#### Lista de tarefas:
a) Segundo o texto sobre microplásticos no cérebro, por que essas partículas podem causar danos adicionais aos tecidos neurais? Responda em até três frases.
b) Continue o texto sobre microplásticos no cérebro a partir do ponto em que ele termina.

#### Trecho para leitura:
----

Os microplásticos — definidos como partículas com menos de 5 milímetros — já foram encontrados em alguns dos locais mais remotos da Terra: na neve próxima ao pico do Everest e em amostras de água do local mais profundo do oceano, a Fossa das Marianas. No corpo humano, é encontrado onde quer que seja procurado: na placenta, na corrente sanguínea, no leite materno e nos pulmões. Um estudo publicado no periódico JAMA Network Open mostrou que as micropartículas podem ser encontradas também no cérebro.
Pesquisadores brasileiros utilizaram Laboratório Nacional de Luz Síncrotron (LNLS) para analisar o cérebro de 15 indivíduos com idades que variaram de 33 a 100 anos e o microplástico foi encontrado no bulbo olfatório de oito deles. Ao todo, foram 16 tipos de polímeros sintéticos encontrados, sendo o polipropileno, tipo de plástico usado em embalagens, móveis, baldes e, para-choques de automóveis, o mais comum. Foi o primeiro registro de plástico encontrado no cérebro humano.
Engenheiro ambiental e primeiro autor do estudo, o Dr. Luis Fernando Amato-Lourenço, Ph.D., vinculado à Freie Universität Berlin, na Alemanha, e à Faculdade de Medicina da Universidade de São Paulo (FMUSP), alerta sobre efeitos tóxicos em longo prazo, como inflamação e respostas imunológicas adversas. “Microplásticos podem servir como vetores de contaminantes químicos, como metais pesados e compostos orgânicos, que podem causar danos adicionais aos tecidos neurais.”
Segundo o pesquisador, os potenciais riscos para a saúde são danos neurológicos decorrentes de processos inflamatórios e estresse oxidativo, que podem estar associados à exposição prolongada a microplásticos e seus contaminantes. Ainda, o pesquisador afirmou que estudos em animais já indicam que essas partículas podem causar inflamação no cérebro.
Tratado global
Ao mesmo tempo que o cenário é preocupante para a saúde humana e para o planeta, as medidas de prevenção que podem ser tomadas individualmente não são suficientes para evitar por completo a contaminação. Enfrentar a poluição plástica demanda a adoção de medidas em escala global.

----

#### Itens do conjunto de dados:
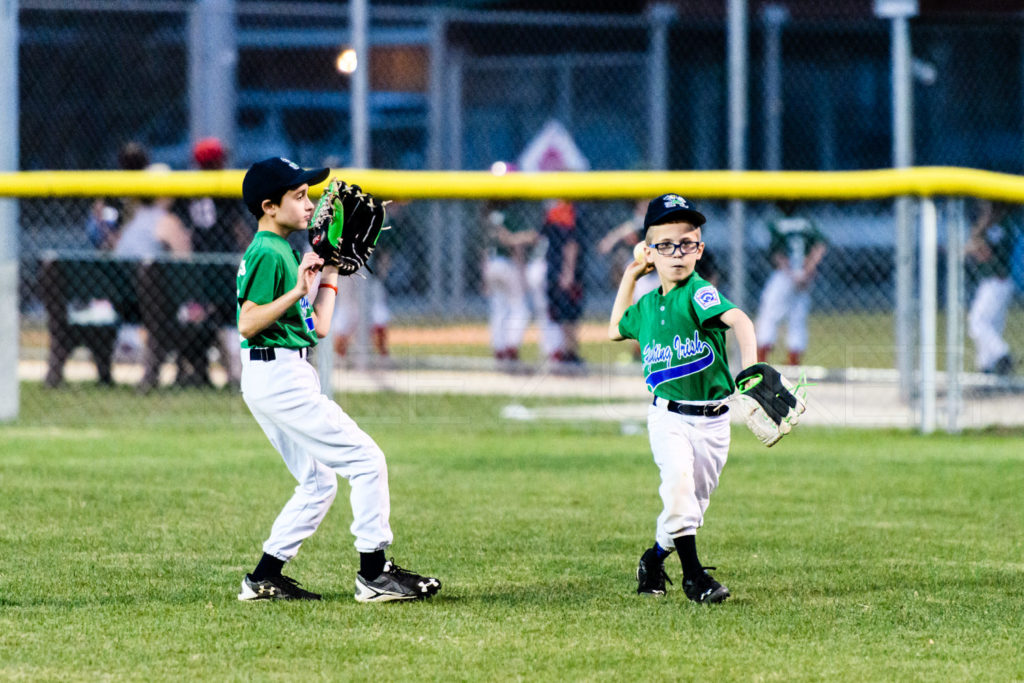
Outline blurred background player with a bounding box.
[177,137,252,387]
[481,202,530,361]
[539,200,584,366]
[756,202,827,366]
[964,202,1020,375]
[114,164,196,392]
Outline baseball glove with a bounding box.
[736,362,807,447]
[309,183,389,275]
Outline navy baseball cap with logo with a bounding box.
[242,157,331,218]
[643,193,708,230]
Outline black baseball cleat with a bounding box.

----

#### Respostas do exercício:
a) Os microplásticos podem servir como vetores de contaminantes químicos, como metais pesados e compostos orgânicos. Esses contaminantes podem causar danos adicionais aos tecidos neurais.

b)
“Estamos em uma sociedade viciada em plásticos. As pessoas tomam água em garrafas descartáveis, usam copos e talheres descartáveis. Há um uso inconsequente do material. Uma parte significativa da sociedade não se importa, mas é sabido que estamos caminhando em direção ao colapso”, disse a Dra. Thais Mauad, médica patologista afiliada à FMUSP e coordenadora do estudo.
A expectativa para diminuir a poluição global está na reunião que acontecerá entre 25 de novembro e 1º de dezembro em Busan, na Coreia do Sul, a última de uma série de encontros da Assembleia das Nações Unidas para o Meio Ambiente a fim de chegar a um consenso sobre o Tratado Global Contra a Poluição Plástica.
Em março de 2022, em uma sessão da entidade foi elaborada uma resolução para desenvolver um instrumento internacional juridicamente vinculativo sobre poluição por plásticos. A medida criou o Comitê Intergovernamental de Negociação (INC), que começou os trabalhos no segundo semestre de 2022. Desde então, quatro reuniões foram realizadas e a última, na Coreia do Sul, deve concluir a elaboração do documento contra a poluição plástica.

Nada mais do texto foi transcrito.